- [Your task]
Gather every line in the entries below that contains the string "flag". Case counts.
--- Begin Dataset extract ---
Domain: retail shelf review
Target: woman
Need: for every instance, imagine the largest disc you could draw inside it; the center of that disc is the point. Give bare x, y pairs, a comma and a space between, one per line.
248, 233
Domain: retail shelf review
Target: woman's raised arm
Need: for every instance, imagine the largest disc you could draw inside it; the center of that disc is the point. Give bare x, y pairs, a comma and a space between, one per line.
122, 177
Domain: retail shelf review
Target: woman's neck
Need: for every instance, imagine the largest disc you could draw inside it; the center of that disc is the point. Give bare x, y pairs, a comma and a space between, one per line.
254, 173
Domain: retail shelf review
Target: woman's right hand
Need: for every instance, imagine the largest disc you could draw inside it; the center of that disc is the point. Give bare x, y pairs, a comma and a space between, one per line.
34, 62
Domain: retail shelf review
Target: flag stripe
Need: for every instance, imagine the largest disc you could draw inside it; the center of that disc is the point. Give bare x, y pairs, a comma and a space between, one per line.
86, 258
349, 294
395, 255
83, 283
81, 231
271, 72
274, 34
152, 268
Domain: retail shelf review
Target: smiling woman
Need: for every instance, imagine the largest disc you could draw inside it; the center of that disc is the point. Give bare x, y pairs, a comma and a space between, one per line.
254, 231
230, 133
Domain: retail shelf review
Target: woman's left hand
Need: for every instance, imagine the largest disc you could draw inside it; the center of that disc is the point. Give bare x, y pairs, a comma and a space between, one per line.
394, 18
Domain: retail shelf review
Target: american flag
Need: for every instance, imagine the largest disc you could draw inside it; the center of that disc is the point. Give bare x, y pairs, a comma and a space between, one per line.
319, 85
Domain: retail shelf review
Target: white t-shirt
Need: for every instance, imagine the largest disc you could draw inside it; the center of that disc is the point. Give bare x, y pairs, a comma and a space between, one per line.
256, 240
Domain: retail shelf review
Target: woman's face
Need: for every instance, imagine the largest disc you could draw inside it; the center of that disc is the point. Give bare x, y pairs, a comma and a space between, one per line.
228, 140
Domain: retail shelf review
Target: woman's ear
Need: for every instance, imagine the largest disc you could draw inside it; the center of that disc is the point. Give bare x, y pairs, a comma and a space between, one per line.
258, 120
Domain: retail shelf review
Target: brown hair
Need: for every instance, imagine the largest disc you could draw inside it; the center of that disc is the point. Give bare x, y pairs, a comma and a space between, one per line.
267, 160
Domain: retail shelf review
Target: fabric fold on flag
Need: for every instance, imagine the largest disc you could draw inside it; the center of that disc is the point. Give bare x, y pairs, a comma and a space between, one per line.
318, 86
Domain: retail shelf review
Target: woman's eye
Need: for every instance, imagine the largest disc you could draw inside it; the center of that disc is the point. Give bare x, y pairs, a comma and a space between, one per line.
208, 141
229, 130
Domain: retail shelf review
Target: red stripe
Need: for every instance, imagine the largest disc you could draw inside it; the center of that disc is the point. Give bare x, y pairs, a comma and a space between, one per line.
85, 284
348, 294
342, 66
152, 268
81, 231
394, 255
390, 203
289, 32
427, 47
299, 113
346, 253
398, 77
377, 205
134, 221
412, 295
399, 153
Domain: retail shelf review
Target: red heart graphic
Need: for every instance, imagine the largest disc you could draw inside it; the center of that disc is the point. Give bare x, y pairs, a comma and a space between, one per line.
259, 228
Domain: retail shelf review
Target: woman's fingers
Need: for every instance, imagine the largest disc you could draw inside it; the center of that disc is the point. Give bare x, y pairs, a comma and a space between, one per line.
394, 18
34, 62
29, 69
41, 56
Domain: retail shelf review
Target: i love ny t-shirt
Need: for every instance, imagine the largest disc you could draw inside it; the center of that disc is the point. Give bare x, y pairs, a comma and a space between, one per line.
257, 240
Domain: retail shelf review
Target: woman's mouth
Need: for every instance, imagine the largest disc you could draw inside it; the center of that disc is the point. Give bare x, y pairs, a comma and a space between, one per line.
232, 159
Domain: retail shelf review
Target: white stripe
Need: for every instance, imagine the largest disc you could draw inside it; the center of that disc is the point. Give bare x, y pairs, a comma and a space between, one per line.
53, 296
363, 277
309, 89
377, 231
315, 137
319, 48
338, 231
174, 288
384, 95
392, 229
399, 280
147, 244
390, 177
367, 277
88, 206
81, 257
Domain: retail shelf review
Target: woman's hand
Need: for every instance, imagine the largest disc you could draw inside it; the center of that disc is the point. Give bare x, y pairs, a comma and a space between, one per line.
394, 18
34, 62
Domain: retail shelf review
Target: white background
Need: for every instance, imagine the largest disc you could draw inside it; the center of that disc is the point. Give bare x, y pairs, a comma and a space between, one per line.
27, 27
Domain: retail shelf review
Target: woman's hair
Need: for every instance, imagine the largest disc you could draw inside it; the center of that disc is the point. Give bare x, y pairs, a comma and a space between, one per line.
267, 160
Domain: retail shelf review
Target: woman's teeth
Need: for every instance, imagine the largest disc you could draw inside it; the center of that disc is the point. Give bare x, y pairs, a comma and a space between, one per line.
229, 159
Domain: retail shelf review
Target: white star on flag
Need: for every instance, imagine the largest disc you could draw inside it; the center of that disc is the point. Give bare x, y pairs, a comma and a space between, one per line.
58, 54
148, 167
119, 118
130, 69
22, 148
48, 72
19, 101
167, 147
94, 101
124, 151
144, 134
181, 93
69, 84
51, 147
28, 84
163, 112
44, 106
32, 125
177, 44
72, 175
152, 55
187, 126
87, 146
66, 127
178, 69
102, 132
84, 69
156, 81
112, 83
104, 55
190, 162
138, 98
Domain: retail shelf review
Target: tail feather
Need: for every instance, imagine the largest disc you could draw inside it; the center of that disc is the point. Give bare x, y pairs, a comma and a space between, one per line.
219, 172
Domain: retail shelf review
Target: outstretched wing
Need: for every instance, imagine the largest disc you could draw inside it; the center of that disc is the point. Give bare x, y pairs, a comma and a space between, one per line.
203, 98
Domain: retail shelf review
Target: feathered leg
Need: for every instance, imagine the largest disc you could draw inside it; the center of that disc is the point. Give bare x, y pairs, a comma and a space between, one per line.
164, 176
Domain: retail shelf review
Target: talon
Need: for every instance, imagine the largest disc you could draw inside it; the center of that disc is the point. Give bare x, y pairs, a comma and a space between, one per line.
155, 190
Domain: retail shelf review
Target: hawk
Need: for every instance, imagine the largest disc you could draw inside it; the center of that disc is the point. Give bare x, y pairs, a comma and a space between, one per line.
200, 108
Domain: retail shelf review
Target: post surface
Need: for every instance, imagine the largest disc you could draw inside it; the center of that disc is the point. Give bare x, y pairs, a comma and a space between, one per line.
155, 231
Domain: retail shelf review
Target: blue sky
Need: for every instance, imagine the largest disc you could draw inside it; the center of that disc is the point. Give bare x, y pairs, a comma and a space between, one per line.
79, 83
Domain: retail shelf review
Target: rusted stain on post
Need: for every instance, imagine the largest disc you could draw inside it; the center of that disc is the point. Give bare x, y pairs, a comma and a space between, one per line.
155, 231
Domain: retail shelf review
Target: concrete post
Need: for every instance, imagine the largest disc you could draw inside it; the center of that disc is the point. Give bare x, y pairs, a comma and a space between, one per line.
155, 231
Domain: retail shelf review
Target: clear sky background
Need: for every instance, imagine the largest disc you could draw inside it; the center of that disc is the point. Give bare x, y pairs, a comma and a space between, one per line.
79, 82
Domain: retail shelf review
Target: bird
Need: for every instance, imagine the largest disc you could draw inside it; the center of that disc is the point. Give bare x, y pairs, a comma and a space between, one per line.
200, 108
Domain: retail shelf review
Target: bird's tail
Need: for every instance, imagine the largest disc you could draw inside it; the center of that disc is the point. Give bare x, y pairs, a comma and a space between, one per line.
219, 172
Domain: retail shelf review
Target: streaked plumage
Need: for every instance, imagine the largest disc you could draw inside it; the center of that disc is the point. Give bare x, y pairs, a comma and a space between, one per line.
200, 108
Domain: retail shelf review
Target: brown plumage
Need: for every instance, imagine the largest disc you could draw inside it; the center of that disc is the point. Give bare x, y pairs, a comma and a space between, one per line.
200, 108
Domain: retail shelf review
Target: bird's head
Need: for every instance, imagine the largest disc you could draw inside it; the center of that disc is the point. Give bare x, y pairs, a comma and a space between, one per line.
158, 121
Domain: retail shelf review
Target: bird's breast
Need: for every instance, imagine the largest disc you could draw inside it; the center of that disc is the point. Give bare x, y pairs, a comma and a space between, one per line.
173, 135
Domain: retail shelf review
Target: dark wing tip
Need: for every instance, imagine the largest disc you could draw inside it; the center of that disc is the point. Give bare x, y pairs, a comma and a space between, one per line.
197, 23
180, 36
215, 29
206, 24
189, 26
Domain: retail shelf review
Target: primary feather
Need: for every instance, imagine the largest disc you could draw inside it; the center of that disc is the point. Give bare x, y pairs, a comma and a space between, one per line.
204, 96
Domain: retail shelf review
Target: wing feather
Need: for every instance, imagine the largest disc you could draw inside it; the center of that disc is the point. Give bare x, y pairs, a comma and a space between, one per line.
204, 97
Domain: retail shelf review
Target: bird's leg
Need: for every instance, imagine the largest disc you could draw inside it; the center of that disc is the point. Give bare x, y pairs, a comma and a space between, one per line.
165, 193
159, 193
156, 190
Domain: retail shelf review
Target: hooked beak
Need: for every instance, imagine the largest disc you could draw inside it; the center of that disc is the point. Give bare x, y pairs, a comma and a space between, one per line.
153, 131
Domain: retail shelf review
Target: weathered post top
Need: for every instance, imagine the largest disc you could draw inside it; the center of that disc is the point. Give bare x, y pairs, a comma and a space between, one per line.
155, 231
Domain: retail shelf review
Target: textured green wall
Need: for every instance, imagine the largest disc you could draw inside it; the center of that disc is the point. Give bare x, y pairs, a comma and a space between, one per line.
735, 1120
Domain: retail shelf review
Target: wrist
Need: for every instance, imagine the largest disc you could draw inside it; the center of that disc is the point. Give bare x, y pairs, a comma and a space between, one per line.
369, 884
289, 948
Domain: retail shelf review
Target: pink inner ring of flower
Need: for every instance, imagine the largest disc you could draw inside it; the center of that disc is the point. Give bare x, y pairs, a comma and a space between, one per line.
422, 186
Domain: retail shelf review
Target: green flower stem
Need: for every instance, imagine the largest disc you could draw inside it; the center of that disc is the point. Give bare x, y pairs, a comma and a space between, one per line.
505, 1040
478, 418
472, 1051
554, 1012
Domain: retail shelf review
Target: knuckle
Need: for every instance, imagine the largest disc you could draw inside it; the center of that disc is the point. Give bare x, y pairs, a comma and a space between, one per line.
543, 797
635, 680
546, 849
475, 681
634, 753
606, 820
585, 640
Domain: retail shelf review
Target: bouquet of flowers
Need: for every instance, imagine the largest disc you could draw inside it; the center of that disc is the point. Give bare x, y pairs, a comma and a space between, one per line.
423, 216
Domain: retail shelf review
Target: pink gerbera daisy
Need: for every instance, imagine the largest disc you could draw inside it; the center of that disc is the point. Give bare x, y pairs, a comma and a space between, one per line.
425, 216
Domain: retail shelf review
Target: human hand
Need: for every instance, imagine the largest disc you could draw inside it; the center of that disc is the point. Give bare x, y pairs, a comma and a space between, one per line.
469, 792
--- End Dataset extract ---
- [Task result]
Target: flag stripe
Target: american flag
Target: fabric fold on flag
Target: white star on flag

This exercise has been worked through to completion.